Referring expression data
* * *

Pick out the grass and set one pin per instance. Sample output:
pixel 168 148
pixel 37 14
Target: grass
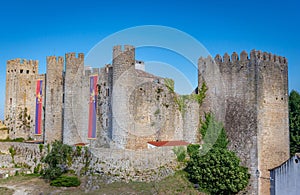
pixel 175 184
pixel 6 191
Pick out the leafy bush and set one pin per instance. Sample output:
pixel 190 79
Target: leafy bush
pixel 193 149
pixel 65 181
pixel 218 172
pixel 213 132
pixel 180 153
pixel 56 160
pixel 216 169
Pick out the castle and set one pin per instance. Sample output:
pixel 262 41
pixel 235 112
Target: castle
pixel 122 106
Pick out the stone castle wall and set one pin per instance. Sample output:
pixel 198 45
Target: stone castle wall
pixel 104 114
pixel 76 100
pixel 54 99
pixel 249 95
pixel 21 77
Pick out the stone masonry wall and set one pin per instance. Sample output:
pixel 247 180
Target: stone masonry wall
pixel 74 101
pixel 54 99
pixel 273 131
pixel 123 85
pixel 21 77
pixel 238 90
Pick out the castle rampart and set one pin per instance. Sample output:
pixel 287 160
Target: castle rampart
pixel 250 95
pixel 54 99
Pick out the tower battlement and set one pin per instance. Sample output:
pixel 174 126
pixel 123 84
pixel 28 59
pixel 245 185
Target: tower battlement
pixel 52 59
pixel 235 61
pixel 254 56
pixel 72 56
pixel 22 66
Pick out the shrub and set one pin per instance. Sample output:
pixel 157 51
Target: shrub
pixel 193 149
pixel 65 181
pixel 180 153
pixel 56 160
pixel 218 172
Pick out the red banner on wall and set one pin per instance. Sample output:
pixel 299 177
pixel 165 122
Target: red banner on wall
pixel 38 107
pixel 92 107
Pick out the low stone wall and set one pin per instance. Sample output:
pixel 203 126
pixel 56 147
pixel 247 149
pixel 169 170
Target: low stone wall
pixel 115 164
pixel 3 133
pixel 26 155
pixel 125 165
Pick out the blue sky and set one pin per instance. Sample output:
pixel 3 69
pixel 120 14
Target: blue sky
pixel 34 29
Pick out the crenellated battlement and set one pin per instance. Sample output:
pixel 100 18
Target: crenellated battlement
pixel 72 56
pixel 22 66
pixel 52 59
pixel 254 56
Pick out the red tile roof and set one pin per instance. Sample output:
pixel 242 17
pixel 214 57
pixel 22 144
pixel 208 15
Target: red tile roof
pixel 168 143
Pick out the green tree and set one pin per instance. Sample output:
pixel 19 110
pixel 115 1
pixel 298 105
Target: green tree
pixel 294 117
pixel 216 169
pixel 56 160
pixel 218 172
pixel 213 132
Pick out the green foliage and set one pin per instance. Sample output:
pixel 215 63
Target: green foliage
pixel 41 146
pixel 216 169
pixel 180 153
pixel 180 101
pixel 78 150
pixel 37 169
pixel 218 172
pixel 56 160
pixel 294 117
pixel 169 83
pixel 65 181
pixel 19 139
pixel 193 149
pixel 12 152
pixel 201 94
pixel 213 133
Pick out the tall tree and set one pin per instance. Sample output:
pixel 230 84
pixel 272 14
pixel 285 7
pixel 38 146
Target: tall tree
pixel 218 170
pixel 294 110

* * *

Could the data above be returned in full, exactly, with every image left out?

Pick out the grass and set one pin per instance. Sample output:
pixel 168 148
pixel 37 14
Target: grass
pixel 175 184
pixel 6 191
Pick out the leafy bush and set one pin per instance. Sample output:
pixel 190 79
Target: leafy bush
pixel 193 149
pixel 65 181
pixel 218 172
pixel 213 132
pixel 180 153
pixel 56 160
pixel 216 169
Pick out the castle and set one pin per instance. Sample output:
pixel 262 41
pixel 235 112
Target: castle
pixel 122 106
Pick out the stone castle wall and set one pin per instance. Sample output:
pixel 198 45
Target: stone castle wall
pixel 104 114
pixel 76 100
pixel 54 99
pixel 249 95
pixel 21 77
Pick out the stone masonry wall and set one pin per instance. Sample output:
pixel 247 180
Target: stone masonry wall
pixel 74 101
pixel 54 99
pixel 273 131
pixel 123 85
pixel 21 77
pixel 238 90
Pick out the castle rampart and set one pin per instance. Sample output:
pixel 287 160
Target: castle rampart
pixel 250 95
pixel 54 99
Pick out the tower battlement and set one pin per instance. Sample output:
pixel 174 126
pixel 123 84
pixel 28 59
pixel 245 185
Target: tower battlement
pixel 52 59
pixel 235 61
pixel 254 56
pixel 72 56
pixel 22 66
Pick out the shrub and set one pin per instance. Sample output:
pixel 157 51
Target: shrub
pixel 193 149
pixel 65 181
pixel 180 153
pixel 56 160
pixel 218 172
Pick out the red banner on wall and set one pin per instance. Sample output:
pixel 299 177
pixel 165 122
Target: red banner on wall
pixel 38 107
pixel 92 107
Pick out the low stone wall and set one pin per instance. Sample output:
pixel 203 126
pixel 56 147
pixel 247 149
pixel 169 170
Target: low stone wall
pixel 115 164
pixel 3 133
pixel 26 155
pixel 125 165
Pick out the blue sky and set one pin per instance. Sample output:
pixel 3 69
pixel 120 14
Target: blue sky
pixel 34 29
Pick out the crenellated battlement and set one pin per instance. Sample output:
pixel 100 18
Target: crenellated battlement
pixel 72 56
pixel 22 66
pixel 52 59
pixel 254 56
Pick out the red tile roof and set one pin per instance. Sample output:
pixel 242 17
pixel 214 57
pixel 22 144
pixel 208 15
Target: red tile roof
pixel 168 143
Pick out the green tree and set one pin per instance. Sample output:
pixel 19 110
pixel 115 1
pixel 298 105
Target: green tree
pixel 294 117
pixel 216 169
pixel 56 160
pixel 218 172
pixel 213 132
Pick out the green foliage and set one pin per instance. Sample output:
pixel 215 63
Target: green foliage
pixel 41 146
pixel 216 169
pixel 180 153
pixel 180 101
pixel 78 150
pixel 37 169
pixel 218 172
pixel 56 160
pixel 294 117
pixel 169 83
pixel 65 181
pixel 19 139
pixel 193 149
pixel 12 152
pixel 201 94
pixel 213 133
Pick out the tall tree and set one pin per instance. Sample output:
pixel 230 84
pixel 272 14
pixel 285 7
pixel 38 146
Target: tall tree
pixel 218 170
pixel 294 110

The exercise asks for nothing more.